Which lines below contain the word "hand"? Copy every such line in full; case counts.

==== Input for this task

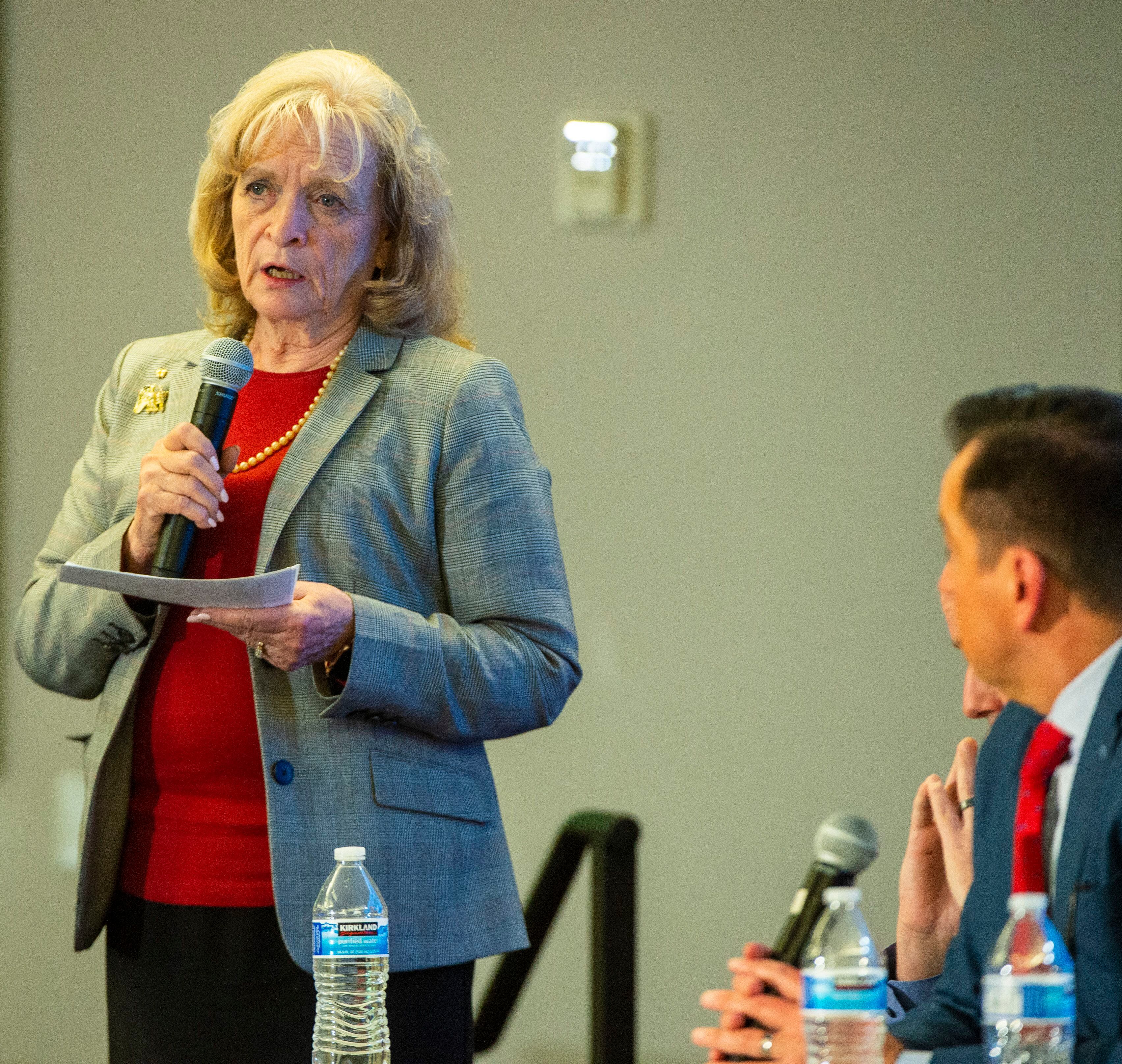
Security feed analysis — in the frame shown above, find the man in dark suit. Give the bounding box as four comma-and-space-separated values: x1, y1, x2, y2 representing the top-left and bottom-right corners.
691, 388, 1122, 1064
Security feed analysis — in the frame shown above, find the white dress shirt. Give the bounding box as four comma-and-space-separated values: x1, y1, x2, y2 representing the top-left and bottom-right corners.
1045, 639, 1122, 904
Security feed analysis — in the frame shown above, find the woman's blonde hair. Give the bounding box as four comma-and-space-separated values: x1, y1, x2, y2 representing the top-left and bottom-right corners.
187, 48, 470, 345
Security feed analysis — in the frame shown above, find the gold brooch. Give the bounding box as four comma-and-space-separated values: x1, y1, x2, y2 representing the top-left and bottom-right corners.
132, 385, 167, 414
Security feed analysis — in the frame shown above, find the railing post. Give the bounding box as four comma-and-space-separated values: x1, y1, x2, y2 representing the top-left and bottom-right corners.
476, 811, 640, 1064
589, 820, 639, 1064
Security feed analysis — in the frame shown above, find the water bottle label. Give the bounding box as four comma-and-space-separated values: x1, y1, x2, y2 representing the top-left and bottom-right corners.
982, 972, 1075, 1024
312, 917, 389, 956
802, 968, 889, 1012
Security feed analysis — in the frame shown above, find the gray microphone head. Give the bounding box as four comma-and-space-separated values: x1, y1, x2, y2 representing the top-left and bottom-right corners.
814, 813, 877, 874
201, 336, 254, 391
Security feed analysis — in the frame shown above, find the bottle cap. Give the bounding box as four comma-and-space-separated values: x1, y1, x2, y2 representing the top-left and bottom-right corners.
1007, 893, 1048, 913
336, 846, 366, 861
822, 887, 861, 905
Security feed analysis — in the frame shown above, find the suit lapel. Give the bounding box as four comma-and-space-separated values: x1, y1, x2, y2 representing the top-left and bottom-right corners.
164, 358, 202, 428
1046, 655, 1122, 932
255, 318, 403, 573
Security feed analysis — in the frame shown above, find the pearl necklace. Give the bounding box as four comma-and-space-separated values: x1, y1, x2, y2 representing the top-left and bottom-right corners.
230, 345, 347, 473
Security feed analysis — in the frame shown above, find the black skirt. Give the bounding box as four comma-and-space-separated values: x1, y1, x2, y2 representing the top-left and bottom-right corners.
105, 892, 475, 1064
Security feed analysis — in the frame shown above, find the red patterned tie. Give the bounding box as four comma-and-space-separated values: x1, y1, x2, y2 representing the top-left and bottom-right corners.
1013, 720, 1072, 893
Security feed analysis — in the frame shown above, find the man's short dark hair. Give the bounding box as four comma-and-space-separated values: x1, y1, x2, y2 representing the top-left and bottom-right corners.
945, 385, 1122, 618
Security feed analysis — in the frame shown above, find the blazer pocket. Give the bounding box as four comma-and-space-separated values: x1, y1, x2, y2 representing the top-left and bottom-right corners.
370, 750, 493, 824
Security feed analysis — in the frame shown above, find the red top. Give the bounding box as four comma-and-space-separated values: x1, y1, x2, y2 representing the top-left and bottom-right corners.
120, 368, 326, 906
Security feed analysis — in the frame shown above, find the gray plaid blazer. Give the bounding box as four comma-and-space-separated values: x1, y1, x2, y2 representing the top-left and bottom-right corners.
16, 324, 580, 971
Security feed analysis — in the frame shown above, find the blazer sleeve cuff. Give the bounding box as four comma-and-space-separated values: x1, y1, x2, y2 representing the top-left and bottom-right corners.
889, 975, 939, 1027
312, 594, 422, 720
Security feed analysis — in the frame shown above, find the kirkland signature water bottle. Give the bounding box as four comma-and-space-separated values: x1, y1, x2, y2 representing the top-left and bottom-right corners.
802, 887, 889, 1064
312, 846, 389, 1064
982, 893, 1075, 1064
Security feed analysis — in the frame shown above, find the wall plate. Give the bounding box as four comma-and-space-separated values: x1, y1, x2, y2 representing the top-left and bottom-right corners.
554, 110, 651, 226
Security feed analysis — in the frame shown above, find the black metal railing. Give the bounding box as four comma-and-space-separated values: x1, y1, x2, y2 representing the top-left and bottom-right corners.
476, 811, 640, 1064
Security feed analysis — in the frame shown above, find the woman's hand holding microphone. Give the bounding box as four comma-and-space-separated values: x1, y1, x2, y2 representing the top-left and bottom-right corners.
121, 422, 239, 573
121, 422, 355, 672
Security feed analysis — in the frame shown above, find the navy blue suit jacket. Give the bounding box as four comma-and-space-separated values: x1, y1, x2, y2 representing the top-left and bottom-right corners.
892, 656, 1122, 1064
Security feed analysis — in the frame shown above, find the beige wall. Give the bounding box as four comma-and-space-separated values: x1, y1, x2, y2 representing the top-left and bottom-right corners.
0, 0, 1122, 1064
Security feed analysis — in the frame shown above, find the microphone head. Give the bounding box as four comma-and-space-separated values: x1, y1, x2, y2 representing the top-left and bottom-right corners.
814, 812, 877, 876
201, 336, 254, 391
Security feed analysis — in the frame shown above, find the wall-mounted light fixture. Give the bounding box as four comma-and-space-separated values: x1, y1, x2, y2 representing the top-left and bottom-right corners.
557, 112, 651, 226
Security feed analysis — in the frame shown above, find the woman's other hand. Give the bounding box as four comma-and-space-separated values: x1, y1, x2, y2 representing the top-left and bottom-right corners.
690, 942, 807, 1064
187, 580, 355, 673
121, 422, 238, 573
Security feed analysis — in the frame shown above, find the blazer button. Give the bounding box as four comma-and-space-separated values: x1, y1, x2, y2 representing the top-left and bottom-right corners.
273, 760, 296, 787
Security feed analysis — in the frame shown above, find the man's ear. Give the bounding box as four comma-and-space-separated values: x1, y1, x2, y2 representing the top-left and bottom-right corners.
1004, 547, 1048, 631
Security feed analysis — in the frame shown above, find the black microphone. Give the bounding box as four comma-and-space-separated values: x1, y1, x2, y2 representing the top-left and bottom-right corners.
151, 336, 254, 576
772, 813, 877, 968
726, 813, 877, 1061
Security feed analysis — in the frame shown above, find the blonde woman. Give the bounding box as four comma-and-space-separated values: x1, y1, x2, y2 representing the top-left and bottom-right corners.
16, 50, 580, 1064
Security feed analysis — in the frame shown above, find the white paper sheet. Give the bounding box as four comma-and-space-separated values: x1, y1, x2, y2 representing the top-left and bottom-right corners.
58, 562, 300, 610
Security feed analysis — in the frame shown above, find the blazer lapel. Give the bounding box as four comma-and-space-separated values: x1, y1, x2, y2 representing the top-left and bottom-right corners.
164, 358, 203, 428
255, 318, 404, 573
1053, 655, 1122, 933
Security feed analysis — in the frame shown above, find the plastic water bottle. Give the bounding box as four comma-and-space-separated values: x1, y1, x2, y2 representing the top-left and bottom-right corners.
312, 846, 389, 1064
802, 887, 889, 1064
982, 893, 1075, 1064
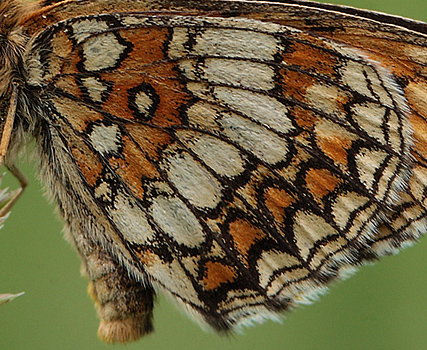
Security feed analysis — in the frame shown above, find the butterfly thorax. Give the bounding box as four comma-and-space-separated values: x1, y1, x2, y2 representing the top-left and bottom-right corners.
0, 1, 27, 97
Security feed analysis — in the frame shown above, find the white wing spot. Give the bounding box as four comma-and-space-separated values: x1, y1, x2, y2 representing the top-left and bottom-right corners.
150, 197, 204, 247
83, 33, 126, 71
90, 124, 121, 154
165, 150, 222, 208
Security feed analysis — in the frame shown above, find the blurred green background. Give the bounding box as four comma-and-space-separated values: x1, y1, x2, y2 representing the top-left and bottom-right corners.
0, 0, 427, 350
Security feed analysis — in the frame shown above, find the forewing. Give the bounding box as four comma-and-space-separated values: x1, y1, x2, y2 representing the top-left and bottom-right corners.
21, 0, 420, 329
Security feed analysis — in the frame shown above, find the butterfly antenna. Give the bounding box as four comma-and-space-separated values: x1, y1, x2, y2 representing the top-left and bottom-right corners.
0, 84, 28, 217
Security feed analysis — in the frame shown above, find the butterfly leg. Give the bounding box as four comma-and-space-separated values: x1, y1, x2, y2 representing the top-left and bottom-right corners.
83, 250, 154, 343
0, 85, 28, 217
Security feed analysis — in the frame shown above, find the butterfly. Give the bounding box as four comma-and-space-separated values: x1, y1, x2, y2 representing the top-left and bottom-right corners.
0, 0, 427, 342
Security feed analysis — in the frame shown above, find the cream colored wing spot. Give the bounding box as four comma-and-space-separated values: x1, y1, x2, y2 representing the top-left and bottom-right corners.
106, 191, 156, 244
177, 130, 245, 177
213, 86, 293, 133
304, 83, 351, 120
168, 27, 279, 61
179, 58, 275, 91
95, 181, 113, 203
332, 192, 369, 230
356, 148, 388, 191
219, 114, 288, 164
257, 250, 301, 288
161, 149, 222, 208
351, 102, 387, 144
71, 19, 108, 44
293, 211, 337, 259
150, 196, 205, 247
83, 33, 127, 72
89, 124, 121, 155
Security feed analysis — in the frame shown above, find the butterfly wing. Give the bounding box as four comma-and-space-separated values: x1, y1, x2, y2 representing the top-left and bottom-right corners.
18, 1, 427, 341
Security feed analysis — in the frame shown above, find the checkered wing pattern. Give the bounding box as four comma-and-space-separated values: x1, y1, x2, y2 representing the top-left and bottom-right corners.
3, 0, 427, 341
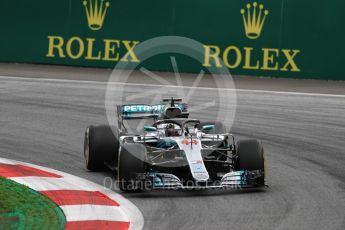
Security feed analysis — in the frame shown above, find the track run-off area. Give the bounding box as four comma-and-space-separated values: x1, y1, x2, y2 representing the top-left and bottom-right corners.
0, 67, 345, 230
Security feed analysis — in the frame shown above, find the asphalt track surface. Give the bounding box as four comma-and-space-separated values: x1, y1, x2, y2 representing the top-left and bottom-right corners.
0, 65, 345, 230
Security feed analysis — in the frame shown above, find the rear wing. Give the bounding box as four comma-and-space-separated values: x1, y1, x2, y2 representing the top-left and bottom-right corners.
117, 103, 189, 120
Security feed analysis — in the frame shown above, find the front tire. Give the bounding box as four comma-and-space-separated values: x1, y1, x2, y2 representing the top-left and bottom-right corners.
118, 143, 146, 192
236, 140, 265, 185
84, 125, 119, 171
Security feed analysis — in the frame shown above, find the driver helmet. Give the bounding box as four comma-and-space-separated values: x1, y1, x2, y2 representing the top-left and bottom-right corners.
165, 124, 179, 137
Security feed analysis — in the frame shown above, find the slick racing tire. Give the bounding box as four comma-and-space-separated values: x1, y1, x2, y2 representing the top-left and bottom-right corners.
197, 121, 227, 134
236, 140, 265, 184
84, 125, 119, 171
118, 143, 146, 192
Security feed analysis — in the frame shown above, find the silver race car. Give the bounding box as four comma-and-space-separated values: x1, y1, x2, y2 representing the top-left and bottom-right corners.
84, 98, 265, 191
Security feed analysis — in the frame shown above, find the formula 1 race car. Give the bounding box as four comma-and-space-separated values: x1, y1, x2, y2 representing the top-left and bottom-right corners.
84, 98, 265, 191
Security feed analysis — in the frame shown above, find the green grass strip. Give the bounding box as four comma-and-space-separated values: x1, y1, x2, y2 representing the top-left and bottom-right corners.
0, 177, 66, 230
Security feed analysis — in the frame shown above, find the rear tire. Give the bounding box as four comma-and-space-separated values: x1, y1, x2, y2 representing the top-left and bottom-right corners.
237, 140, 265, 184
84, 125, 119, 171
118, 143, 146, 192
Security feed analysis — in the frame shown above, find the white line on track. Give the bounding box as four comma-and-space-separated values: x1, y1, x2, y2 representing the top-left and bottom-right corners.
0, 157, 144, 230
60, 204, 129, 222
0, 76, 345, 98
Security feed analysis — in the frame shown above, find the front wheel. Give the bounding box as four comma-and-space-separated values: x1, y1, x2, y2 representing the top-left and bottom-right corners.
118, 143, 146, 192
84, 125, 119, 171
236, 140, 265, 185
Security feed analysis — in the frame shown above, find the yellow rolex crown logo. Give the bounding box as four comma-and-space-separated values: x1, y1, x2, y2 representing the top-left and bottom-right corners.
83, 0, 110, 30
241, 2, 268, 39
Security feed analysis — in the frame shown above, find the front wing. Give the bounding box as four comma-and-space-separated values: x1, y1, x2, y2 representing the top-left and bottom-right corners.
138, 170, 266, 189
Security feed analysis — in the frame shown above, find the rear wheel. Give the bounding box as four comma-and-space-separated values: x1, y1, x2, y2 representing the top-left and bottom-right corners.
118, 143, 146, 192
84, 125, 119, 171
237, 140, 265, 184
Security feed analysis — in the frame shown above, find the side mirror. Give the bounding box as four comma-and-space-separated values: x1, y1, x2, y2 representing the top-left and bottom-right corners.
144, 125, 157, 132
201, 125, 215, 131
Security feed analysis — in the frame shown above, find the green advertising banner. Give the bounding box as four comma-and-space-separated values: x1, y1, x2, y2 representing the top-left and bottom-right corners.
0, 0, 345, 80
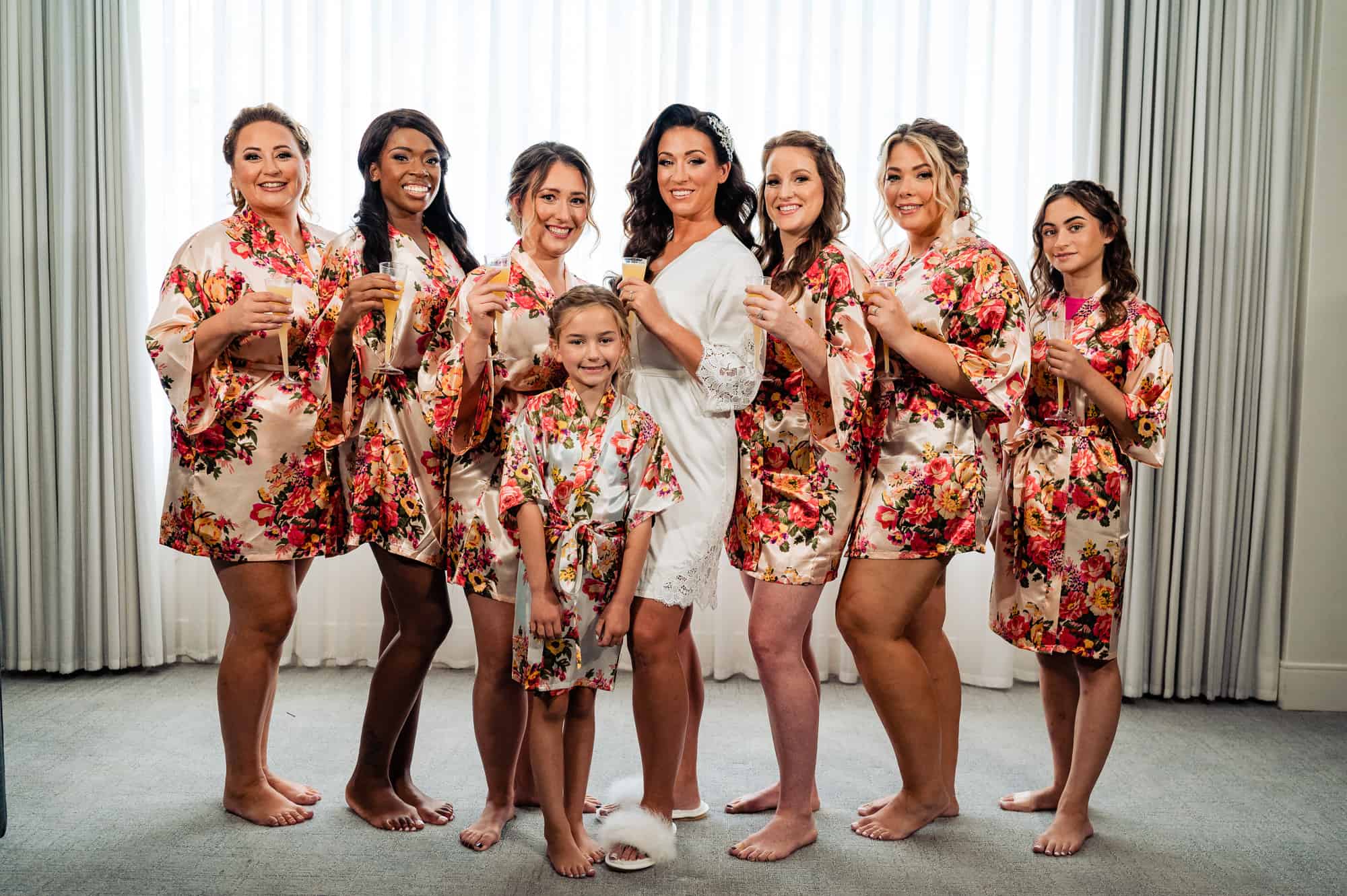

========

Correct output:
Security feed analysis — in the frame shown above, find the woman's hand holding microphone. Give the bounding box as four comma-and-space-separated values: x1, y1, x2, y2 representing the top-left and bottom-right corners.
Security feed analysis — in the frame shown above, find the woman's other hand. Give the bounding box as four comma-and-space-separated values: x1, y1, x2, y2 representing the top-left and bottom-right corners.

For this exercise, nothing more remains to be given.